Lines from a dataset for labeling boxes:
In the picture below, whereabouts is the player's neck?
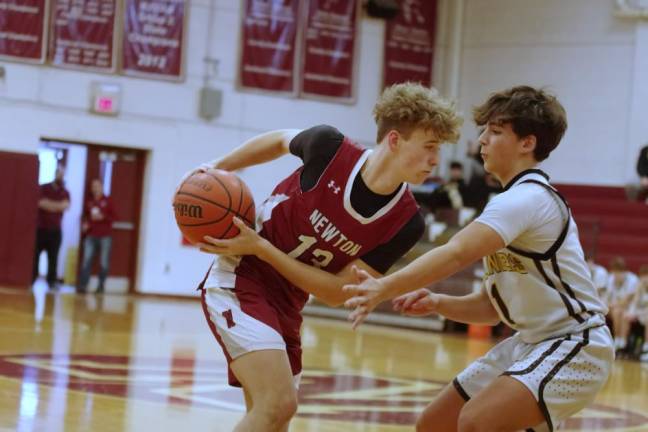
[360,147,402,195]
[491,159,538,186]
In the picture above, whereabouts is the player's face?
[399,129,441,184]
[479,122,522,179]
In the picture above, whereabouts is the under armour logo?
[222,309,236,328]
[328,180,342,194]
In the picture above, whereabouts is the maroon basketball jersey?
[236,137,418,315]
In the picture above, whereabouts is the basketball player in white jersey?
[615,264,648,361]
[345,86,614,431]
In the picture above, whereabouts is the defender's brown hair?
[473,86,567,162]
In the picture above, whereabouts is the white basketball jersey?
[476,169,607,343]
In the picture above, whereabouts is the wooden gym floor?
[0,283,648,432]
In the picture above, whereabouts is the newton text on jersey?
[310,209,362,256]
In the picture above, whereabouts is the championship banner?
[300,0,359,102]
[383,0,437,87]
[122,0,188,80]
[0,0,47,63]
[49,0,117,72]
[239,0,300,95]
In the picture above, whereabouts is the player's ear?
[522,135,538,154]
[387,129,401,151]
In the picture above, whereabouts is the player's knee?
[457,405,499,432]
[264,392,297,426]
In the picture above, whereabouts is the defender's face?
[398,129,441,184]
[479,122,522,178]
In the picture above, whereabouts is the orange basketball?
[173,169,254,244]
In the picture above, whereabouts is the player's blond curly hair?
[373,82,463,142]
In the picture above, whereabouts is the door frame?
[40,136,149,294]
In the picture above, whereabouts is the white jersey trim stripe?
[344,150,407,225]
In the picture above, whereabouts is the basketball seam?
[178,210,252,229]
[177,171,254,238]
[205,171,238,211]
[177,191,232,213]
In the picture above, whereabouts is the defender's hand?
[392,288,439,316]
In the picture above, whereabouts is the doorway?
[39,138,146,293]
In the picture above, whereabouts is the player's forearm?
[437,290,500,325]
[212,130,290,171]
[257,240,351,306]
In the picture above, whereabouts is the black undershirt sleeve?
[290,125,344,191]
[360,211,425,274]
[290,125,425,273]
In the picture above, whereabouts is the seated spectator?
[605,257,639,349]
[637,145,648,204]
[429,161,467,210]
[620,264,648,361]
[586,254,609,298]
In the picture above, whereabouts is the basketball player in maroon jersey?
[185,83,461,431]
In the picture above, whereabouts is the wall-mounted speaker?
[366,0,400,19]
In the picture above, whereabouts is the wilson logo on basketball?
[173,203,203,219]
[186,177,212,192]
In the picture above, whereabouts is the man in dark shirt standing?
[32,164,70,289]
[77,179,115,293]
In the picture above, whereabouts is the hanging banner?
[122,0,188,80]
[239,0,300,94]
[300,0,359,102]
[383,0,437,87]
[49,0,117,72]
[0,0,47,63]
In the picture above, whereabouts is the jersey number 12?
[288,234,333,268]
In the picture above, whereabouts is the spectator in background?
[586,254,609,299]
[620,264,648,361]
[77,179,115,293]
[32,164,70,290]
[429,161,467,210]
[605,257,639,349]
[637,145,648,204]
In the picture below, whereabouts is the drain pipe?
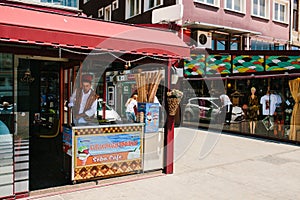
[287,0,294,50]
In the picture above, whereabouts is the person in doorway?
[247,87,259,134]
[260,90,277,131]
[125,94,138,122]
[68,75,98,125]
[220,94,232,125]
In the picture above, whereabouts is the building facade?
[81,0,299,50]
[82,0,300,145]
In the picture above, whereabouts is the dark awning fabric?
[0,4,190,58]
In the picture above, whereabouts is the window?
[126,0,141,19]
[144,0,163,10]
[194,0,220,7]
[98,8,103,18]
[252,0,269,18]
[225,0,245,12]
[104,5,111,21]
[273,1,288,23]
[112,0,119,10]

GOAL OF THE EXERCISE: Retype all the lines above without changing anything, but leave out the pictures.

SOLUTION BELOW:
In the picture below, whereabouts is the player's neck?
[360,147,402,195]
[491,159,538,186]
In the picture above, whereabouts is the player's face?
[399,129,441,184]
[479,122,522,179]
In the picture above, whereabouts is the under armour logo?
[222,309,236,328]
[328,180,342,194]
In the picture above, whereabouts is the maroon basketball jersey?
[236,137,418,315]
In the picture above, whereabouts is the basketball player in white jersey?
[615,264,648,361]
[345,86,614,431]
In the picture above, whereabouts is the defender's brown hair?
[473,86,567,162]
In the picture above, whereabouts is the white basketball jersey?
[476,169,607,343]
In the picture above, whereabouts is the wooden gym floor?
[0,283,648,432]
In the picture above, whereabouts is the newton text on jersey?
[310,209,362,256]
In the picture above, whereabouts is the championship banner?
[300,0,359,102]
[383,0,437,87]
[122,0,188,80]
[0,0,47,63]
[49,0,117,72]
[239,0,300,95]
In the picture above, whereabouts is the player's ear?
[522,135,538,154]
[387,129,401,151]
In the picture above, whereabouts is the player's knee?
[457,405,499,432]
[264,392,297,426]
In the picture above, whereabouts is the defender's face?
[398,129,441,184]
[479,122,522,178]
In the picture above, whereabouts is the orange basketball?
[173,169,254,244]
In the picture above, whereabouts is the player's blond curly hair?
[373,82,463,142]
In the picture above, whereabouts is the door frame?
[40,136,149,294]
In the picture above, whereabouts is the white jersey trim stripe?
[344,150,407,225]
In the picture above, whereabouts is the basketball seam?
[178,210,252,229]
[177,171,254,238]
[205,171,238,211]
[177,191,232,213]
In the picture above, whereabouts is the defender's hand?
[392,288,439,316]
In the picture above, whereabouts is the doorway?
[39,138,146,293]
In the picture above, whereabouts is the player's forearm?
[437,290,500,325]
[212,130,290,171]
[257,240,351,306]
In the picture above, whereabouts is the black undershirt sleeve?
[290,125,344,191]
[360,211,425,274]
[290,125,425,273]
In the picture above, whereabouts is the seated spectator?
[605,257,639,349]
[637,145,648,204]
[429,161,467,210]
[620,264,648,361]
[586,254,609,298]
In the picture above, whereabouts is the basketball player in maroon jersey?
[185,83,461,431]
In the picture above, whereabouts is the wall-mounted speaker?
[366,0,400,19]
In the picture above, whereabouts is the wilson logo on basketball?
[173,203,203,219]
[186,177,212,192]
In the picture above, whereabouts is the man in dark shirt standing?
[32,164,70,289]
[77,179,115,293]
In the picture above, whereabouts is the hanging banner?
[122,0,188,80]
[239,0,300,94]
[300,0,359,102]
[383,0,437,87]
[49,0,117,72]
[0,0,47,63]
In the picture above, whereabouts is the jersey number 12?
[288,234,333,268]
In the picture above, whereabouts is the spectator in background?
[586,254,609,299]
[620,264,648,361]
[77,179,115,293]
[32,164,70,290]
[429,161,467,210]
[605,257,639,349]
[637,145,648,204]
In the picture below, whereabouts is the drain pipe?
[287,0,294,50]
In the picture above, whereabouts is the person in doorway?
[247,87,259,134]
[260,90,277,131]
[125,94,138,122]
[68,75,98,125]
[220,94,232,125]
In the picture above, whereabouts is the building facade?
[81,0,299,50]
[82,0,300,145]
In the picture above, whereabouts is the dark awning fabric?
[0,4,190,58]
In the picture above, whereabouts is the window?
[126,0,141,19]
[144,0,163,10]
[194,0,220,7]
[98,8,103,18]
[252,0,269,18]
[225,0,245,12]
[104,5,111,21]
[273,1,288,23]
[112,0,119,10]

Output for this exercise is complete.